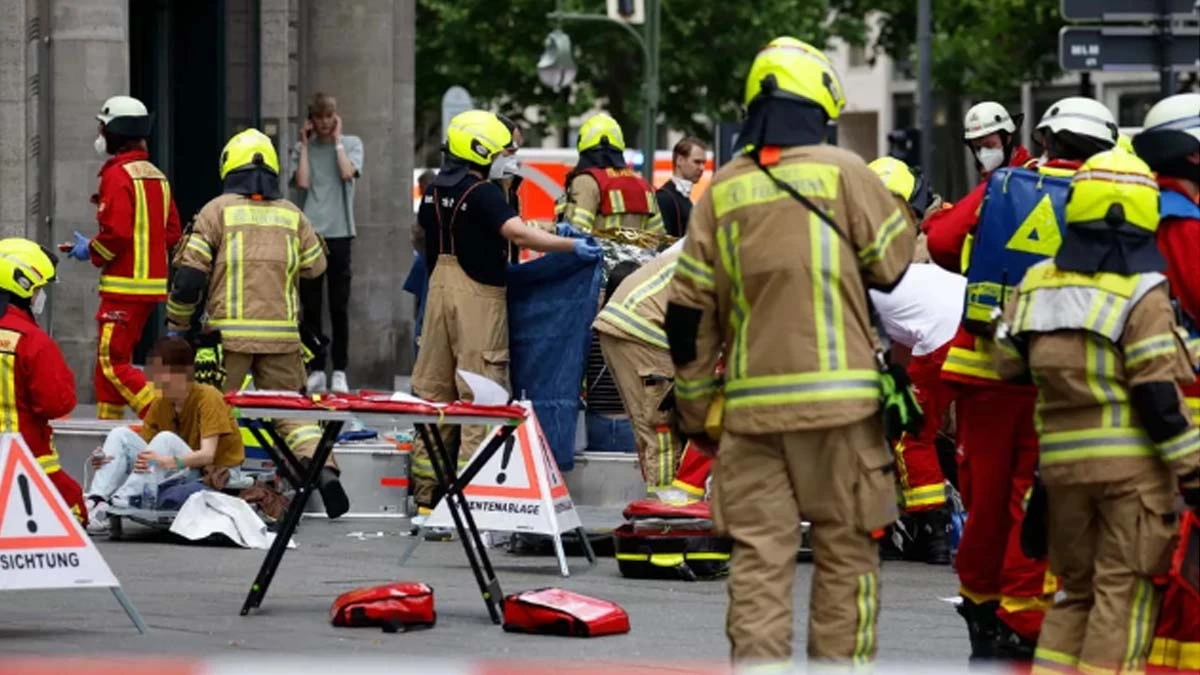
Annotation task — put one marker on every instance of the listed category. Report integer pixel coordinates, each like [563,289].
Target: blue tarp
[552,302]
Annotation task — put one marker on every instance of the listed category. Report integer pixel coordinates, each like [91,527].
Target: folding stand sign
[42,545]
[307,479]
[520,490]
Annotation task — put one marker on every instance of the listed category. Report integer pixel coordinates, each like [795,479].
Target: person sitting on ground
[189,430]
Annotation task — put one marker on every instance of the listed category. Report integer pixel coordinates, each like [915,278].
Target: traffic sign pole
[1165,47]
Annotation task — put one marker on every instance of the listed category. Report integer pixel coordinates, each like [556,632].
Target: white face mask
[684,185]
[990,157]
[39,303]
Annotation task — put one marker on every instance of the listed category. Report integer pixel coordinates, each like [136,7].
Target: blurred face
[990,141]
[691,167]
[324,121]
[174,381]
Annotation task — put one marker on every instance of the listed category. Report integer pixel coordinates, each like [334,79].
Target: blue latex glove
[564,230]
[587,250]
[81,249]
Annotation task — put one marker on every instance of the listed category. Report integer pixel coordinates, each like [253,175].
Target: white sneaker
[337,384]
[97,517]
[316,381]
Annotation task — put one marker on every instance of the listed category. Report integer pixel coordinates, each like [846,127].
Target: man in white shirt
[921,317]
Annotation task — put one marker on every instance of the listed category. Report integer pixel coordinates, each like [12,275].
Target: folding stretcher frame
[255,410]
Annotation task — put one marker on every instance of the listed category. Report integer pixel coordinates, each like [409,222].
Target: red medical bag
[671,542]
[391,607]
[555,611]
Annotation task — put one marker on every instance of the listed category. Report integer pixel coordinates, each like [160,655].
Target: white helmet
[125,115]
[987,118]
[1171,132]
[1081,117]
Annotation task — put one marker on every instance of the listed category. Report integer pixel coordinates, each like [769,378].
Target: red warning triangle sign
[31,513]
[519,489]
[516,477]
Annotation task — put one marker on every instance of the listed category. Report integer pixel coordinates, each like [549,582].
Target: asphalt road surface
[190,596]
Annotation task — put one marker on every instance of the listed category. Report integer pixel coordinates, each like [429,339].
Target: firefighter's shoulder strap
[445,232]
[898,399]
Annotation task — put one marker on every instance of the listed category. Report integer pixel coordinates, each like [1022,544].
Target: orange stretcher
[331,412]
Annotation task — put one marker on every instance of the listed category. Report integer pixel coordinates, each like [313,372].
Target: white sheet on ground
[208,513]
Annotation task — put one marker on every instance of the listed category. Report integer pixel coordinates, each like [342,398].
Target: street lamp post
[649,47]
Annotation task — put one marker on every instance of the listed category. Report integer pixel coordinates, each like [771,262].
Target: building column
[89,61]
[363,54]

○ ○ ○ ○

* **TASK INSTRUCTIONS**
Print all the material above exactly, and drop the images.

* **TASK ANSWER**
Annotation task — put one marker on every instance of the listed category. Report integer pixel coordinates, each like [563,289].
Target: blue tarp
[552,302]
Annotation task — put one marker on every instance of the listed category. Report integer pixel coordinates, each like [91,527].
Target: folding stand sign
[42,545]
[307,479]
[520,490]
Annotation task — put one marker on every instance of the listed category. Report integer pixel coordinates, each like [795,479].
Target: person sitting on ground
[189,430]
Annotation task — put one marker on every instance of the listed category. Report integer pixel coordinates, each like [915,278].
Target: traffic sign pole
[1165,47]
Annotation task — put one marker on every instance of the listed category. Report integer pixel coordinates, each like [556,632].
Target: white face mask
[684,185]
[990,157]
[39,303]
Annotation task — put one marker on every instance of the listed category. Report integer pixel coordinates, each like [136,7].
Target: blurred face
[990,141]
[691,167]
[324,121]
[174,381]
Annotation task — put one marker on every instance of the listed category. Report integer pixel coordinates, each like [334,79].
Target: blue latex glove
[564,230]
[587,250]
[81,249]
Annotation task — put one marker on every instance of the listed category. Report integer pixel coordinates, each like [253,175].
Target: white sneaker
[337,384]
[97,517]
[316,381]
Annotation task — put one marker on every instance of the listed category. Report integer pixel coordinates, each like [846,127].
Target: man in white shirt
[921,317]
Annotation task — put one marker on every instance of the listed category. Report integer pixel coordinates, each like [12,275].
Target: folding stretcher frame
[255,410]
Annotation task — put one marker on every instance of the listed category. Report integer pixel coordinates, each like [409,222].
Target: red medical bag
[671,542]
[391,607]
[555,611]
Annotation task — put one marker on every instance of the listed category. Report integer pixel coordinates, each like [160,655].
Target: white helmet
[125,115]
[987,118]
[1171,132]
[1081,117]
Annotation task — put one marker on every instance of the listed category. Report integer pixel coordinates, each like [769,378].
Target: red warning triangle sign
[31,513]
[519,489]
[516,477]
Annotation task — put one marker on every instance of the listed category. Report integer pixel coordinates, each like [549,582].
Target: asphalt road surface
[190,596]
Annotation task — put one marker on every instance of the listed category. Report integer pixel coordinates, each like [429,339].
Target: firefighter's shoulder strap
[445,232]
[898,399]
Annotation task — put one marker on every instance of the listed category. Report integer pixel coordinates, each like [1022,544].
Target: orange stretcher
[331,412]
Annotation task — put one marker on every instance of the listed category. Report integer pixel coordinates, each like [313,372].
Target: white sheet on ground
[208,513]
Annotation task — put one marker on every instance of the listed category. Report integer pixel coordinates, each like [342,398].
Target: street lamp post
[649,47]
Annotation task — put one marker on every instance of the listed category. Report integer pixel coordinates, each like [771,262].
Target: building column
[89,61]
[363,54]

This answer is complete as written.